[Opening MATERIALS PROVIDED section]

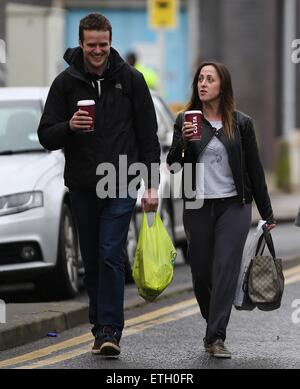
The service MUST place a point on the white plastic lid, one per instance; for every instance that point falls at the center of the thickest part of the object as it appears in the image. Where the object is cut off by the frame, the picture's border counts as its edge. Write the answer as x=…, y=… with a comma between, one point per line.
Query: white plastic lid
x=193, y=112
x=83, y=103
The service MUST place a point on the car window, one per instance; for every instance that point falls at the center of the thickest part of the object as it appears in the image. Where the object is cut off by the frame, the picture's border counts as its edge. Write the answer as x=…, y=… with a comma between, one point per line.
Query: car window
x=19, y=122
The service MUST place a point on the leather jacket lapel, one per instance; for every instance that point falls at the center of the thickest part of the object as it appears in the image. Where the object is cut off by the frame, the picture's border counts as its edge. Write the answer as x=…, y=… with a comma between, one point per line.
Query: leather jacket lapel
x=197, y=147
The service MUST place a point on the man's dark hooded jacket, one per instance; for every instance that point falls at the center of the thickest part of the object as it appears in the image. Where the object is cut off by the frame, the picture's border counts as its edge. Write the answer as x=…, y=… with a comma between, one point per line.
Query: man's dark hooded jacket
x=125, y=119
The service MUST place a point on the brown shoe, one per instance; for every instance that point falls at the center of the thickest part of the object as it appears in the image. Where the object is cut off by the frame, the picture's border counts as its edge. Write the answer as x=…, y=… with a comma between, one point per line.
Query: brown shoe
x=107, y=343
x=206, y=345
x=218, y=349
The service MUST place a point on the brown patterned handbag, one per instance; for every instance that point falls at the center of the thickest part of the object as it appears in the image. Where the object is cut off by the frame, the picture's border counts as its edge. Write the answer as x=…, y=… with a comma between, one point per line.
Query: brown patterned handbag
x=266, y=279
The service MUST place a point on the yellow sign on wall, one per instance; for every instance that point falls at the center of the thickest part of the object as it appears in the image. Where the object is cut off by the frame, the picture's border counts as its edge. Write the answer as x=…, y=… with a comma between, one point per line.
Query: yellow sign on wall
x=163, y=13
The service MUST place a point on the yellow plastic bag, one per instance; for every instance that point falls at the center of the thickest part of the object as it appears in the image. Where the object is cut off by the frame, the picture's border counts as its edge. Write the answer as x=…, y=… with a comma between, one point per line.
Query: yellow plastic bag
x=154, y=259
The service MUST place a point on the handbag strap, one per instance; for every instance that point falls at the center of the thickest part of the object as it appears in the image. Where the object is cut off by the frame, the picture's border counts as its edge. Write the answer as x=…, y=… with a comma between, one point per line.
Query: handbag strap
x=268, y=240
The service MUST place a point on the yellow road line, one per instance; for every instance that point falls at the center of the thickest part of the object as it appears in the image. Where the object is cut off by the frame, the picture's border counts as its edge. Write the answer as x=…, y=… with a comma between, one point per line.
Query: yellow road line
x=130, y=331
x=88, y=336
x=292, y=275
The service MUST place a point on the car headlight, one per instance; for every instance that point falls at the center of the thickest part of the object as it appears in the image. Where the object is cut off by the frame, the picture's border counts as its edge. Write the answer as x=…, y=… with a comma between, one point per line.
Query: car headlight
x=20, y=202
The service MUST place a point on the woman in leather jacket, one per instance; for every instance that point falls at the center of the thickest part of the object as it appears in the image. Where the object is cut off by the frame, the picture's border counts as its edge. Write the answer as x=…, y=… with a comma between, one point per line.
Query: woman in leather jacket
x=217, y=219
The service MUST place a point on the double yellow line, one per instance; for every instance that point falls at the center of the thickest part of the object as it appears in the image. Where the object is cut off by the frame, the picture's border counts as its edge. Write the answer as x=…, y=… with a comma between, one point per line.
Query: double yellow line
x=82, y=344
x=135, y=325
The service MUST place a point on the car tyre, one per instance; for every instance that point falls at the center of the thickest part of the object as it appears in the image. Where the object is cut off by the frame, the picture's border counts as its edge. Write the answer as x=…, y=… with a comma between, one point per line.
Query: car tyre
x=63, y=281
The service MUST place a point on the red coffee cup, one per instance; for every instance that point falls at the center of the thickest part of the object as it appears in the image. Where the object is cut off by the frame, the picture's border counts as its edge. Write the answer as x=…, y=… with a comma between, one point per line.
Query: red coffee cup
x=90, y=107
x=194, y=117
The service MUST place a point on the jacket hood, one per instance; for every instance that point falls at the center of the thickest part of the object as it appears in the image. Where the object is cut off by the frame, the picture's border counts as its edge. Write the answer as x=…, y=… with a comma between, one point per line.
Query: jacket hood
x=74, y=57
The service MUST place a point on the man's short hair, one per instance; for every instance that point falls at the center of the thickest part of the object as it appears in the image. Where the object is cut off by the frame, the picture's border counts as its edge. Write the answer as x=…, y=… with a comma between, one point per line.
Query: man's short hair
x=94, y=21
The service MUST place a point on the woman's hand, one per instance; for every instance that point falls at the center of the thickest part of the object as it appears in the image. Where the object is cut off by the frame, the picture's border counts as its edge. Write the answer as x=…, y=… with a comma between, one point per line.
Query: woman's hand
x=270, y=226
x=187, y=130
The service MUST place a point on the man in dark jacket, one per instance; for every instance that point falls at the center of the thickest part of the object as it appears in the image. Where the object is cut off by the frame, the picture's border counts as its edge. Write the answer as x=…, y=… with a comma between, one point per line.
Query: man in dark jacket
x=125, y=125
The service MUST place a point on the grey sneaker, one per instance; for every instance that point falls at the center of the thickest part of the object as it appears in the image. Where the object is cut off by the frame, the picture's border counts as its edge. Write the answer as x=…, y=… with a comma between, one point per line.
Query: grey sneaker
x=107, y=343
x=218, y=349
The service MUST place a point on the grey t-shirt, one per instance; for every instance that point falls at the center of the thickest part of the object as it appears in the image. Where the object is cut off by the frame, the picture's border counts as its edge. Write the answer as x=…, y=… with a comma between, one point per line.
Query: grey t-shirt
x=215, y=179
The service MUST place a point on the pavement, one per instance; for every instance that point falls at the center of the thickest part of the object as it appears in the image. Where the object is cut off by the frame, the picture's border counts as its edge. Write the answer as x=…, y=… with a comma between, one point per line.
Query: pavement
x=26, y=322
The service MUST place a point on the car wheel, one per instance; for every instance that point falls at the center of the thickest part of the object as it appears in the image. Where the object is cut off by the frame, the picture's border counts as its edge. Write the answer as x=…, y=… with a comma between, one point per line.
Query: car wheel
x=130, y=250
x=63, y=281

[Closing MATERIALS PROVIDED section]

▸ EXERCISE: Write out the records word for word. Pictures stay out.

▸ WRITTEN ANSWER:
The service MUST place a point on the white plastic lid, one per instance; for every instance that point falls at the center of the thickest part of the object as it appears in the image. Where the object is cut off by the frame, the picture's border counts as its edge. Write the answer as x=…, y=… with a comma between, one point per line.
Query: white plastic lid
x=193, y=112
x=83, y=103
The service MUST place a point on the car window, one per instance; for every instance that point falls at the center of the thickest part of the object as it appears in the image. Where the object is cut off by the frame, the picture's border counts as its edge. Write the answer as x=…, y=… with a comma between, one point per line.
Query: car window
x=19, y=122
The service MUST place a point on the leather jacket lapel, one per instance; for every instance that point falls at the center of the thickest part of the object as it appears in the image. Where the object is cut off by the frame, the picture's border counts as its edge. Write the answer as x=…, y=… with a comma between, one point per line.
Query: leather jacket lapel
x=197, y=147
The service MUST place a point on the man's dark hooded jacket, one per instance; for every instance that point falls at the center of the thickest part of the object as it appears in the image. Where the object is cut off by the frame, the picture's border counts as its edge. Write the answer as x=…, y=… with a comma between, one point per line.
Query: man's dark hooded jacket
x=125, y=119
The service MUST place a point on the brown shoe, one per instance; for every instance that point falls at the center of the thickest part of the object as it appears in the image. Where the object is cut off by the frame, the picture's border counts as its edge. Write the answer as x=…, y=… with a comma between, one point per line.
Query: brown shoe
x=107, y=343
x=206, y=345
x=218, y=349
The service MUST place a point on the brown patterned handbag, one per instance; for every instance that point falls at the center of the thickest part of the object as it appears in the image. Where the object is cut off by the frame, the picture's border counts as its edge. Write the answer as x=…, y=… with a comma between, one point per line.
Query: brown patterned handbag
x=266, y=279
The service MUST place a point on the yellow sign on wall, one per instance; for every instance that point falls at the center of the thickest part of the object as it appears in the image. Where the object is cut off by the frame, the picture's border counts as its edge. Write the answer as x=…, y=… with a comma between, one point per line.
Query: yellow sign on wall
x=163, y=13
The service MUST place a point on the yellow plastic bag, one per instance; for every instance that point falls at the center of the thickest part of the object as it appears in the image. Where the object is cut off by the frame, the picture's border counts as its edge. Write the answer as x=…, y=… with a comma between, one point per line.
Query: yellow plastic bag
x=154, y=259
The service MUST place a point on the handbag strap, one per instance; for every instance that point falls at the center of the thickest part of the object as it appears in the image. Where the object is cut off by the frame, the picture's border counts as its edge. Write the answer as x=…, y=… with a comma between, one point per line.
Query: handbag strap
x=268, y=240
The service MUST place a point on the yellow road line, one per instance; for every instance that point falls at the center of the thickest part of the object as it appears in the image. Where the object is cut off by the frame, the picture's border counts as its edge. Write the answer as x=…, y=… with a comma between, one point per line.
Query: yellow road line
x=130, y=331
x=88, y=336
x=292, y=275
The service MUST place a point on the car headlight, one per instance; for every instance that point falls at the center of the thickest part of the object as it appears in the image. Where the object is cut off by the frame, the picture's border counts as its edge. Write the answer as x=…, y=… with a comma between, one point per line.
Query: car headlight
x=20, y=202
The service MUST place a point on the woman in leather jacket, one per instance; for every instance that point falls at the center of the thickest part of the object as it appears in the image. Where the object is cut off by the frame, the picture's border counts as its edge. Write the answer as x=…, y=… with a comma between, one point per line.
Query: woman in leather jacket
x=217, y=219
The service MUST place a point on the double yellow line, one per instance; for every instance that point falls at the center of the thickest part of the object as it appears in the image. Where the object is cut off by the frame, the picture's border counts as its edge. Write the answer as x=…, y=… with a comma between, one point per line.
Query: double yellow line
x=82, y=344
x=135, y=325
The service MUST place a point on the car tyre, one per instance; for every instance that point falls at the center of the thickest part of the object as it appears in the image. Where the object is cut off by the frame, the picture's border counts as its edge. Write the answer as x=…, y=… with a comma between, one point per line.
Query: car tyre
x=63, y=281
The service MUST place a point on the red coffee cup, one per instance; for every instance that point falls at the center of the thickest part of the object as it appears in the image. Where the object is cut off by the frame, the picture's border counts as its edge. Write the answer as x=…, y=… with a comma between, one point per line.
Query: red coffee cup
x=90, y=107
x=194, y=117
The service MUST place a point on the jacket hood, one per instance; for every instance that point falls at the center of the thickest part of the object as it appears in the image. Where the object is cut off by the frame, the picture's border counts as its edge. Write the answer as x=…, y=… with a comma between, one point per line.
Query: jacket hood
x=74, y=57
The service MUST place a point on the man's short hair, one per instance; for every instance that point falls at the center of the thickest part of the object as it appears in the image. Where the object is cut off by the frame, the picture's border counts as its edge. Write the answer as x=…, y=… with a comma between, one point per line.
Query: man's short hair
x=94, y=21
The service MUST place a point on the woman's hand, one per instance; for every instance that point falls at the center of the thickest part of the object as it appears in the image. Where the object is cut off by the frame, the picture's border counts as its edge. Write the answer as x=…, y=… with a comma between, one point per line.
Query: woman's hand
x=270, y=226
x=187, y=130
The service MUST place a point on the man in dark jacket, one per instance; for every instance that point falls at the center of the thickest part of the object as it appears in the image. Where the object is cut off by the frame, the picture's border counts as its edge. Write the answer as x=…, y=… with a comma between, one point per line.
Query: man in dark jacket
x=125, y=125
The service MUST place a point on the grey sneaker, one per instance; for every instance that point falls at the center of the thickest part of the object as it appears in the image. Where the object is cut off by the frame, the picture's border counts as its edge. Write the answer as x=…, y=… with a comma between, one point per line.
Query: grey sneaker
x=107, y=343
x=218, y=349
The service MUST place a point on the grey t-shirt, one per instance; for every instance that point falls at the center of the thickest part of the object as it appears in the image. Where the object is cut off by the frame, the picture's border counts as its edge. Write the answer as x=…, y=… with a comma between, one point per line.
Query: grey t-shirt
x=215, y=179
The service MUST place a point on the pavement, one per instance; for every instance that point falls at the center of the thickest part of the object as it appears in the image. Where the object is cut off by the frame, the picture's border counts as its edge. Write the answer as x=…, y=… with a comma between, one point per line.
Query: pavement
x=26, y=322
The service MUST place a point on the car wheel, one per instance; for every instance that point falls at the center of the thickest part of the object as it appears in the image. Where the object is cut off by the frame, the picture's border counts as its edge. Write the answer as x=…, y=… with a comma between, one point per line.
Query: car wheel
x=130, y=250
x=63, y=281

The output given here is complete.